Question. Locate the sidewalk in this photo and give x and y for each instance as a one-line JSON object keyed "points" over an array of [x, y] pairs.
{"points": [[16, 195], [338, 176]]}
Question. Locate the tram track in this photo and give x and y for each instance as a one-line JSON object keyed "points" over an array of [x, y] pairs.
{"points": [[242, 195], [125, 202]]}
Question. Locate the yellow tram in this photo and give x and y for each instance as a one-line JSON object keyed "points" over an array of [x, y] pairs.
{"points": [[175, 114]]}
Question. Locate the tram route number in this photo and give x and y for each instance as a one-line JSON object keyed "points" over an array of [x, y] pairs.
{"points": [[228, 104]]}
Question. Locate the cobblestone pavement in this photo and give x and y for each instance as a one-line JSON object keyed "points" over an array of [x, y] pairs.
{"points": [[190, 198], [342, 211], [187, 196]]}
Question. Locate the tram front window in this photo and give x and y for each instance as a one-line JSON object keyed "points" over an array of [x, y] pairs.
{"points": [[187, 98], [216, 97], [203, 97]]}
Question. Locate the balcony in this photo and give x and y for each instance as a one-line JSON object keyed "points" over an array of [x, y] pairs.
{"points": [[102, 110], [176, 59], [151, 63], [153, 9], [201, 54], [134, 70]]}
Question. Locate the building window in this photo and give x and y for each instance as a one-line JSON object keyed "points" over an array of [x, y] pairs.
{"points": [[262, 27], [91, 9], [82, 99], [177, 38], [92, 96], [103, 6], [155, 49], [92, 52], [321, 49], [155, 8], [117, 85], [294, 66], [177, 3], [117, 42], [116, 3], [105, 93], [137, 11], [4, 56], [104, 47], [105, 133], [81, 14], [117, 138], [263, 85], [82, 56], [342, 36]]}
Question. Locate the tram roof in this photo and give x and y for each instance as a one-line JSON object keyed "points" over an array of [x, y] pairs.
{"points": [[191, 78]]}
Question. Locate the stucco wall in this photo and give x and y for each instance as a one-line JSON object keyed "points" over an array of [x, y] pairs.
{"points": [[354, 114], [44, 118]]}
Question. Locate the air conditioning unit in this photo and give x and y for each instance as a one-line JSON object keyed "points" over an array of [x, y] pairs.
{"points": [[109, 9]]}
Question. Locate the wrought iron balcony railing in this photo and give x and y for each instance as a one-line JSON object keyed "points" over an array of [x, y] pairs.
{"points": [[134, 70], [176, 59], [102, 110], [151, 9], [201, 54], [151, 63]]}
━━━━━━━━━━━━━━━━
_Problem requirements:_ Reproduce the entries exactly, dropping nothing.

_Written solution:_
Question. Locate the sidewalk in this photo and give x and y for each instance as a one-line JSON object keyed "points" over an array of [x, y] pairs.
{"points": [[16, 195], [338, 176]]}
Question. Locate the tram track in this photo and give x and y for each instance as a one-line JSON object keyed "points" over an array of [x, y] pairs.
{"points": [[242, 195], [125, 202]]}
Question. Locate the yellow tram in this photo and give x and y for each instance as a one-line JSON object keyed "points" over an array of [x, y] pairs.
{"points": [[175, 114]]}
Question. Locate the tram route number in this photo and give x and y for each instance as a one-line JSON object keyed "points" over an array of [x, y] pairs.
{"points": [[228, 104]]}
Question. Locate the cobblestone pavement in this photo and give x and y for each instance as a one-line JSON object keyed "points" over an array of [x, y] pairs.
{"points": [[190, 198], [342, 211], [187, 196]]}
Question. Locate the tram front window in this photo and give x and y for each instance as a one-line JSON object keyed "points" over an array of [x, y] pairs.
{"points": [[187, 98], [216, 97], [203, 97]]}
Question. Locate the balcony in this photo and give x and y for each instance as a one-line JSON object keyed "points" over an array of [x, y] pairs.
{"points": [[102, 110], [176, 59], [151, 63], [153, 9], [201, 54], [134, 70]]}
Question. Locate the building window in this photo and give x and y for each instance as a one-line JSON object keyed "points" over an array of [x, y] pairs.
{"points": [[262, 27], [91, 9], [82, 99], [177, 38], [92, 96], [103, 6], [155, 49], [92, 52], [321, 49], [155, 8], [117, 85], [294, 66], [177, 3], [117, 42], [116, 3], [105, 93], [137, 11], [4, 56], [104, 47], [105, 133], [81, 14], [117, 138], [263, 85], [82, 56], [342, 36]]}
Question. Locate the tram roof in this photo and give x and y for each instance as a one-line JSON object keyed "points" over an array of [x, y] pairs.
{"points": [[191, 78]]}
Question. Locate the stucco wall in this photo and give x and y for each instance as a one-line JSON object keyed "points" over an array of [x, y] pairs.
{"points": [[354, 114], [44, 118]]}
Question. Locate the air conditioning unit in this photo and give x and y for each instance as a one-line JSON object keyed "points" over an array of [x, y] pairs.
{"points": [[109, 9]]}
Question. Locate the wrought iron balcony railing in this photo and give x and y for each instance as a one-line JSON object keyed "points" over an array of [x, y] pairs.
{"points": [[134, 70], [176, 59], [102, 110], [151, 9], [201, 54], [151, 63]]}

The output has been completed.